#### [DATA EXTRACTS]
────────────────
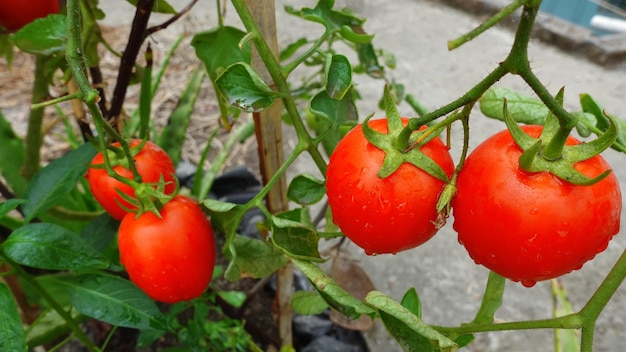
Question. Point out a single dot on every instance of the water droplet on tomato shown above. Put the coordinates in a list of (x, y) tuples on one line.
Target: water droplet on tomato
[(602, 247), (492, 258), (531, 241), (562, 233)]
────────────────
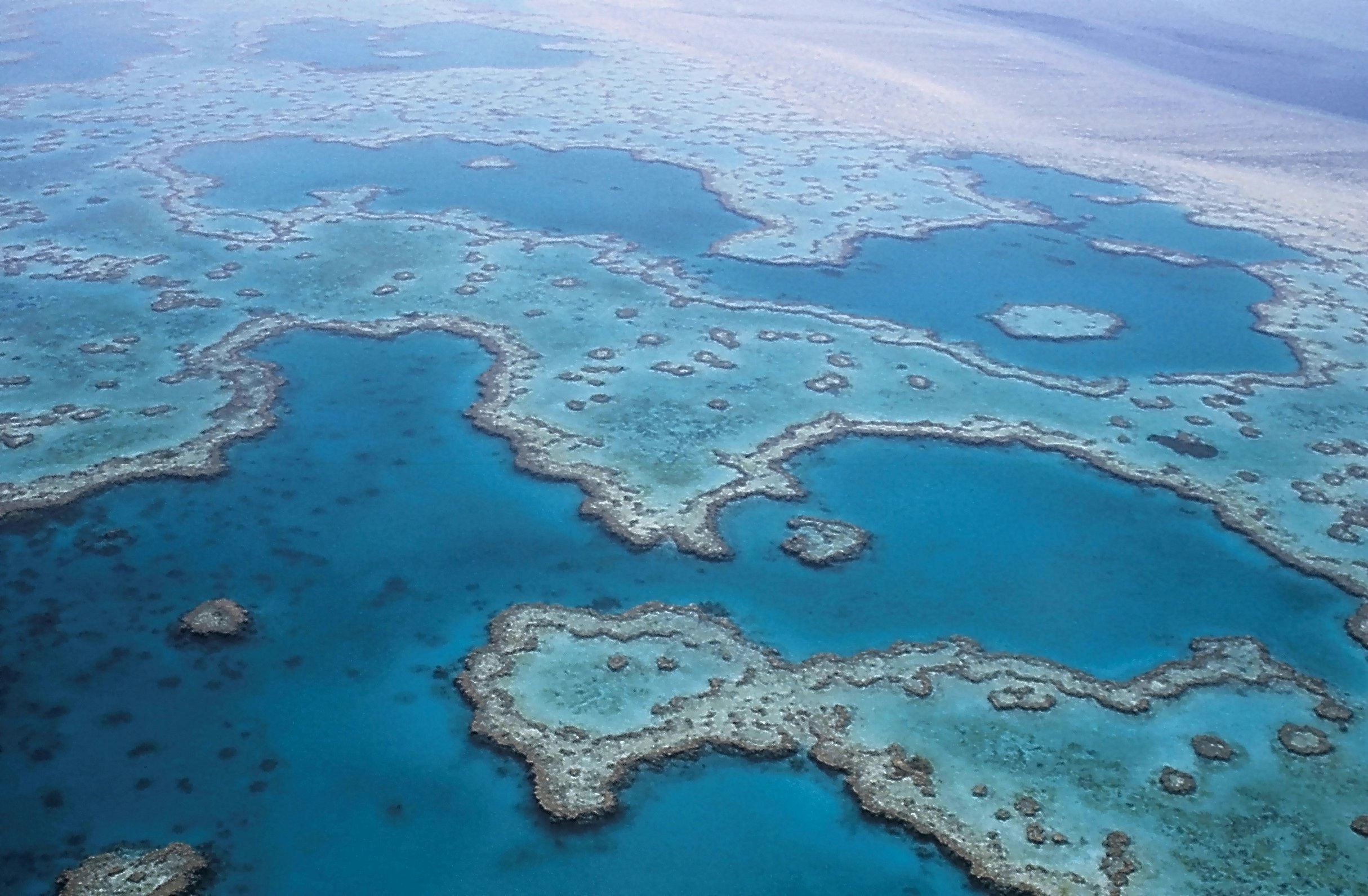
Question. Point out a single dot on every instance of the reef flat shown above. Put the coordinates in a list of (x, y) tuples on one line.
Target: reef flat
────────────────
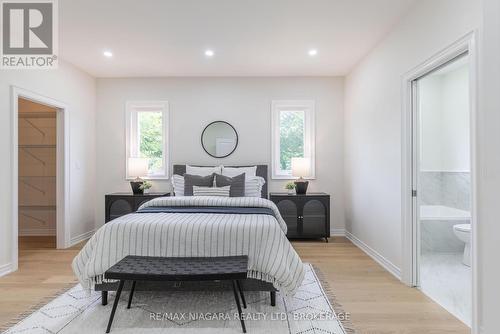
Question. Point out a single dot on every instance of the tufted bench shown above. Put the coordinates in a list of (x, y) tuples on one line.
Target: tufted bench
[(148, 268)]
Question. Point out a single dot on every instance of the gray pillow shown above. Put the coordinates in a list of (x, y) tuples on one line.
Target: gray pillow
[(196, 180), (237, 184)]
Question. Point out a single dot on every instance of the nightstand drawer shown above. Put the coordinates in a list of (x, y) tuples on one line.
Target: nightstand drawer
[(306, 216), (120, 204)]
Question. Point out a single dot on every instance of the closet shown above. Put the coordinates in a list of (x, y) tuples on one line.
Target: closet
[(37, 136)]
────────────────
#### [AIM OF THE TASK]
Work out how many lines above contain "Question"; write only the number.

#### [TASK OUTPUT]
6